→ **Challenge**: Find every line in the rows below that contains the word "laptop", and copy each of those lines. Case matters.

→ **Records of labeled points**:
·····

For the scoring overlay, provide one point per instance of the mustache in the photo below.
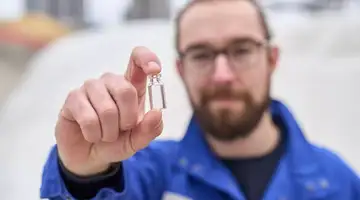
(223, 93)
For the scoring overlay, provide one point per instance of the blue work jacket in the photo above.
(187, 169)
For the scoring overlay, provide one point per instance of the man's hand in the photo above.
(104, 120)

·····

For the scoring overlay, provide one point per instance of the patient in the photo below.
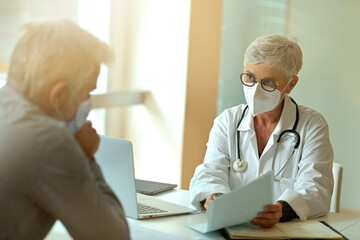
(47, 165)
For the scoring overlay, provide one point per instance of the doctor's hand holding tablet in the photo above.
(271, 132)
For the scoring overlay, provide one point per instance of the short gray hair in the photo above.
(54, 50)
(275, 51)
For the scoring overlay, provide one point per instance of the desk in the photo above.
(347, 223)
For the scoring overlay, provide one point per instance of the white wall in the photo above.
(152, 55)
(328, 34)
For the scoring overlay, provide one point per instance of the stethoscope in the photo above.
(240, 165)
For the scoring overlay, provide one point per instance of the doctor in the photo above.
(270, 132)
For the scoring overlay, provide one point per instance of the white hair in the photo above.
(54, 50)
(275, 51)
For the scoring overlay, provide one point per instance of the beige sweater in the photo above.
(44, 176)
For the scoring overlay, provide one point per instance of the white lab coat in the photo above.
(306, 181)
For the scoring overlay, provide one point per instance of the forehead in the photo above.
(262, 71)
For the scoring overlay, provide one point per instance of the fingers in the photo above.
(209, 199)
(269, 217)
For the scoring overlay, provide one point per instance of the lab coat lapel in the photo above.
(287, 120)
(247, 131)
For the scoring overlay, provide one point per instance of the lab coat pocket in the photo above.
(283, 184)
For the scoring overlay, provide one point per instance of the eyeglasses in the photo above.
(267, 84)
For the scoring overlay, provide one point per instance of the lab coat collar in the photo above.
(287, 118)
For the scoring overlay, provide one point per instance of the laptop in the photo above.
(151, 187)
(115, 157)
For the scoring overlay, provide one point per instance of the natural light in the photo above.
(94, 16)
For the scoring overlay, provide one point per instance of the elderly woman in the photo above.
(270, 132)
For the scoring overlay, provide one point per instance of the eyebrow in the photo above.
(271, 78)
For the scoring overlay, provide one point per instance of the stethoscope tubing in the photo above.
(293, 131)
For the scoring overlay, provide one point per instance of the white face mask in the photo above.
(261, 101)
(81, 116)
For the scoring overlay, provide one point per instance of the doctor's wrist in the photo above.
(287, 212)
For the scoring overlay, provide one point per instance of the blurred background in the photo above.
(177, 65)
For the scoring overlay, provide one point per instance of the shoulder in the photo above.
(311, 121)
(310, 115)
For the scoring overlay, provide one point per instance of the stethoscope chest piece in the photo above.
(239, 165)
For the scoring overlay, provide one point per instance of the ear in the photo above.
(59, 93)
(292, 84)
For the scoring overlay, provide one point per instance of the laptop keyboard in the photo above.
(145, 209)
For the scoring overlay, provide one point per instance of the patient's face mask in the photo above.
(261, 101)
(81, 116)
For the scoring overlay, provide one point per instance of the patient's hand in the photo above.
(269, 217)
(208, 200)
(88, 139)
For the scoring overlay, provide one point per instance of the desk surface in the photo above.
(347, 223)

·····

→ **Task output**:
For the scoring overlay, provide one point per instance of the laptop in the photo above.
For the scoring overlay, provide one point per instance of the laptop keyboard in the photo above.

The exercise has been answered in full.